Reading text »
● ● ●

Modi Sets His “Made In India” Plan Loose On The Indian Military
India’s mindbogglingly complex defence procurement system, tilted against local industry, has been only superficially reformed.
As part of Indian Prime Minister Narendra Modi’s ‘self-reliant India’ policy, Defence Minister Rajnath Singh issued a list of 101 defence items in August with different timelines beyond which their import will be banned, with a second list soon to follow. From December 2020, the armed forces will not be able to purchase some 69 types of foreign-sourced military goods, including many major weapons systems and platforms: ship-borne cruise missiles, diesel submarines, missile destroyers, light combat aircraft and helicopters.
Most of these are already produced in India under licence, so the government is confident the ban will force the Indian defence industry to achieve self-sufficiency within a decade. Because imports will not be allowed for any reason, the military will be compelled to become stakeholders in indigenous programs. However, there has been minor pushback, with immediate purchases from abroad being approved to fill ‘voids’ in the war wastage reserve and the war stock just in case hostilities flare up with China in Ladakh.
Singh promised contracts worth US$54 billion to the Indian defence industry, but instead spawned scepticism because this figure includes funding for procurements that are already underway. The reality is that the Indian government has awarded US$34 billion of contracts to foreign arms suppliers, far exceeding the US$20.25 billion for Indian companies. Since defence budgets are written annually, there is no hint of long-term government funding for particular programs.
There are also more fundamental problems with the plan. It is ironic that a country more-or-less capable of making its own strategic armaments — nuclear warheads, long-distance missiles and ballistic missile submarines — is unable to produce conventional weapons. Because strategic weaponry is not available at some arms bazaar, these were developed in-country under a special dispensation — the ‘technology mission’ mode — directly under the Prime Minister. This precluded the procedural hassles, niggling financial oversight and bureaucratic foot-dragging usually faced by conventional weapons development projects. The arms self-reliance policy will be boosted if all indigenous conventional weapons projects too are developed under a similar regime.

● ● ●

Information supplied »
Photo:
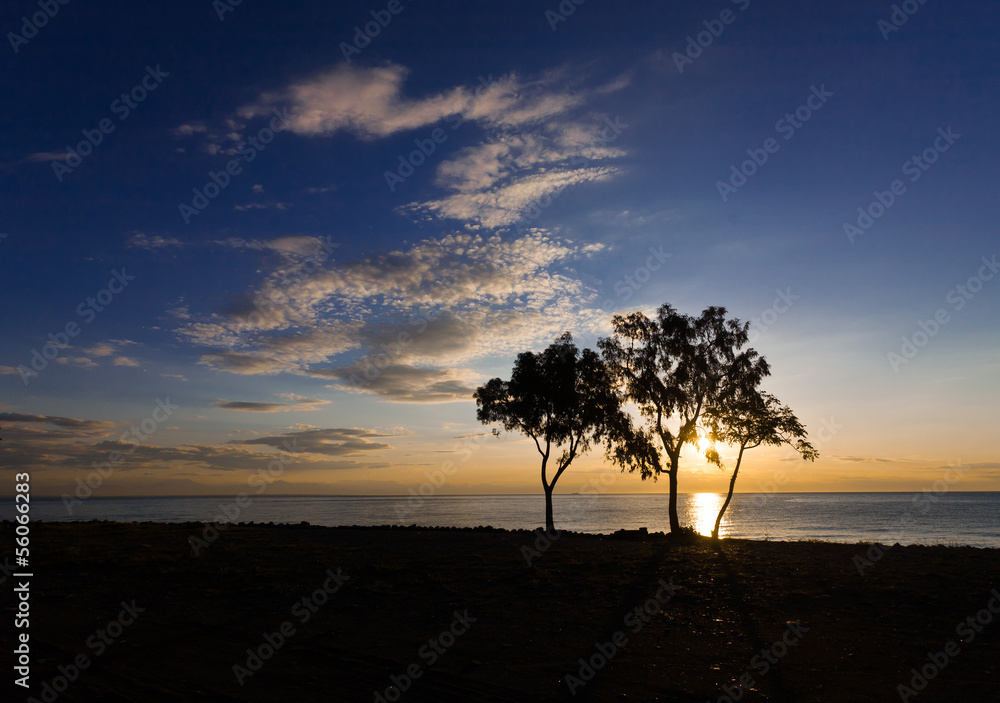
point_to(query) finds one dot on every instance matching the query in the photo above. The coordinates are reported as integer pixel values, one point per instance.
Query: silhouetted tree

● ● ●

Jobs »
- a) In the article on India's defense procurement, how many types of foreign-sourced military goods will the armed forces be barred from purchasing from December 2020?
- b) Carry the article on India's defense procurement forward, beginning after its final sentence.

The results »
- a) Some 69 types.

- b)
India’s mindbogglingly complex defence procurement system, tilted against local industry, has been only superficially reformed. The latest version of the Defence Procurement Procedure defines a hierarchy topped by indigenously designed, developed and manufactured (IDDM) items. Next are items satisfying the ‘Make in India’ (MII) initiative, which includes equipment reproduced by foreign companies from their international product lines — Lockheed Martin’s F-16 fighter aircraft, for example, which will be sold as the new F-21.
IDDM items must include at least 60 per cent Indian content (whether by weight or value is unclear), with the same requirements applying to spares, special tools and test equipment. The MII category allows foreign firms to get away with only 40 per cent, skewing the competition cost wise in their favour. This pushes the armed services towards the MII option, involving munitions that are proven but that quickly become obsolete.
This process is complicated by the lack of procedures to assess the use of local content in either category — the defence force will have to take foreign firms at their word, which isn’t always reliable. In this case, kicking the crutch of foreign weaponry from underneath the armed services will not advance the cause of a ‘self-reliant India’ without first removing the anomalies in the procurement procedures.
The military has a habit of finding anything imported acceptable and anything Indian-made suspect. The travails of the Indian-designed and developed 4.5 generation, near all-composite Tejas light combat aircraft are well known. The Indian Air Force (IAF) contributed little to the project other than frequently changing the Air Staff Qualitative Requirements, imposing delays in the prototype and certification stages and, when the aircraft rolled out, claiming it was technologically dated. The IAF was finally pressured into buying a squadron’s worth of Tejas, and, with the push for indigenisation, will soon order an additional 83.
The Indian Armed Forces were also unconvinced by the Indian-designed Arjun main battle tank, buying too few to support the necessary economies of scale. Despite outperforming the Russian T-90 MBT in all field tests, the army contends the Arjun is wider and heavier than the specifications. Meanwhile, their T-90 fleet keeps growing.
The precedent for the stepmotherly treatment of locally-produced armaments was established in the mid-1970s, when the IAF favoured the British Jaguar low-level strike aircraft at the expense of the HF-73, the advanced variant of the Indian-designed Marut HF-24 — the first supersonic jet fighter to be produced outside of North America and Europe.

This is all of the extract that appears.